***** BRANO DI PARTENZA
La crisi che colpisce
tutta l’Europa dopo la prima guerra mostra i suoi effetti ancora più
devastanti in Italia. Una guerra di quattro anni, con oltre 600.000 morti
e almeno altrettanti feriti, provoca inevitabilmente contraccolpi economici,
sociali e morali, a cui si sommano risentimenti e rancori, diffusi un po’
in tutti gli strati della popolazione.
Si diffonde infatti un
generale senso di delusione e molto più spesso di rabbia per l’inconsistenza
di tutti quei benefici che si credeva sarebbero giunti con la vittoria,
per la mancata annessione di Fiume e per la esiguità dei vantaggi
territoriali rispetto agli sforzi sostenuti e alle perdite subite. Si parla
pertanto di “vittoria mutilata” e di “schiaffo” che le potenze vincitrici
ci avrebbero inflitto; in tale ottica va vista anche l’avventura fiumana
condotta da Gabriele D’Annunzio.
Dalle elezioni del 1919
emergono chiaramente il declino del liberalismo e il successo dei partiti
di massa, socialisti e popolari, favoriti dal nuovo sistema elettorale
maggioritario. Nel 1920 Giolitti torna al governo per il suo quinto e ultimo
ministero, ma, nonostante la sua forte personalità, non è
in grado di eliminare le tensioni interne e di guidare con mano ferma la
complessa situazione politica, nei confronti della quale i suoi metodi
di gestione del potere, che tanti risultati avevano dato prima della guerra,
si rivelano adesso inefficaci; in particolare la classe dirigente liberale
trova difficile controllare sia le forze socialiste, sia il nuovo partito
fascista, nato come reazione alle lotte sociali.
Sul fronte sindacale
e operaio, l’episodio più rilevante è l’occupazione delle
fabbriche, avvenuta nel settembre 1920, ma destinata a fallire perché,
chiusa nei limiti delle officine, non riesce a coinvolgere l’intero paese.
Le elezioni del maggio
1921, pur registrando un avanzamento delle forze liberaldemocratiche, non
tale però da assicurare loro la maggioranza nel Parlamento, vedono
l’ingresso alla Camera di una pattuglia di 35 deputati fascisti, guidati
da Mussolinii; e mentre cresce il clima di
violenze e di tensioni, Giolitti è costretto alle dimissioni. Da
questo momento alla guida del vecchio Stato liberale si succedono due governi
sempre più deboli e inconcludenti, presieduti rispettivamente da
Ivanoe Bonomi e da Luigi Facta, finché nell’ottobre del 1922 avviene
la marcia su Roma e si costituisce il governo di coalizione Facta-Mussolini,
che ottiene la fiducia del Parlamento.
**********
COMPITI ASSEGNATI:
1. Secondo il brano sul dopoguerra italiano, in quale mese e anno avviene l'occupazione delle fabbriche?
2. Continua il brano sul dopoguerra italiano a partire dalla sua ultima frase.
***** MATERIALE FORNITO
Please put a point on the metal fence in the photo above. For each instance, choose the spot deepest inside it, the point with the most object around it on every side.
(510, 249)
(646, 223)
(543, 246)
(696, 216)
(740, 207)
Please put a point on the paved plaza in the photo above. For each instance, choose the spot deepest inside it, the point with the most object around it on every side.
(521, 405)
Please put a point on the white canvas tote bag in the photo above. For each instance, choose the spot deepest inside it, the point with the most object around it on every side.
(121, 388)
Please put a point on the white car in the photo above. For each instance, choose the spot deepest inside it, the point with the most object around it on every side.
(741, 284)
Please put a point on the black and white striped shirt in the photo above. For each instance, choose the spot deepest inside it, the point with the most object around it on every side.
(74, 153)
**********
RISPOSTE AI COMPITI:
1. Nel settembre 1920.

2.
Da allora Mussolini
inizia a liquidare lo Stato liberale, attuando una serie di violenze e
di misure repressive, che, unite ai brogli elettorali nel corso delle elezioni
del 1924, la cui denuncia costerà la vita al deputato socialista
Giacomo Matteotti, conducono la vita democratica al collasso. L’assassinio
di Matteotti sembra offrire un’ultima possibilità alle forze di
opposizione di sbarazzarsi del fascismo, ma ancora una volta le reciproche
diffidenze degli oppositori e l’atteggiamento della monarchia fanno fallire
questa estrema opportunità per un ritorno alla democrazia. Nel gennaio
del 1925 inizia la dittatura vera e propria, con il famoso discorso del
“duce” in Parlamento. I partiti vengono sciolti, si varano leggi liberticide,
migliaia di oppositori vengono mandati in carcere o al confino, mentre
il regime organizza il consenso attraverso le efficienti strutture di propaganda,
approfittando anche abilmente di una fase di ripresa economica che durerà
sino al 1929. Sempre nello stesso 1929, il Concordato con lo Stato del
Vaticano chiude la lunga questione rimasta aperta fin dal 1870.
La crisi economica del
1929 coinvolge l’Italia in misura minore rispetto agli altri paesi, al
punto che il governo tenta, fra il 1930 e il 1934, un rilancio dell’economia
attraverso grandi lavori pubblici, e adotta nuove misure di politica sociale.
In tal modo il fascismo recupera un largo consenso, confermato dalla ripresa
della politica coloniale che culmina nella brutale aggressione all’Etiopia,
e che si concluderà con la proclamazione dell’impero (1936).
La guerra d’Etiopia determina
anche importanti conseguenze politiche: Mussolini,
per ridurre l’effetto delle sanzioni decretate contro l’Italia dalla Società
delle Nazioni; inoltre, per evitare l’isolamento internazionale, oltre
che per naturale affinità di intenti, si accosta alla Germania di
Hitler, dando luogo prima all’asse Roma-Berlino e poi al “patto d’acciaio”.
In tal modo unisce fino in fondo la propria sorte a quella di Hitler e
al suo folle disegno di dominio mondiale.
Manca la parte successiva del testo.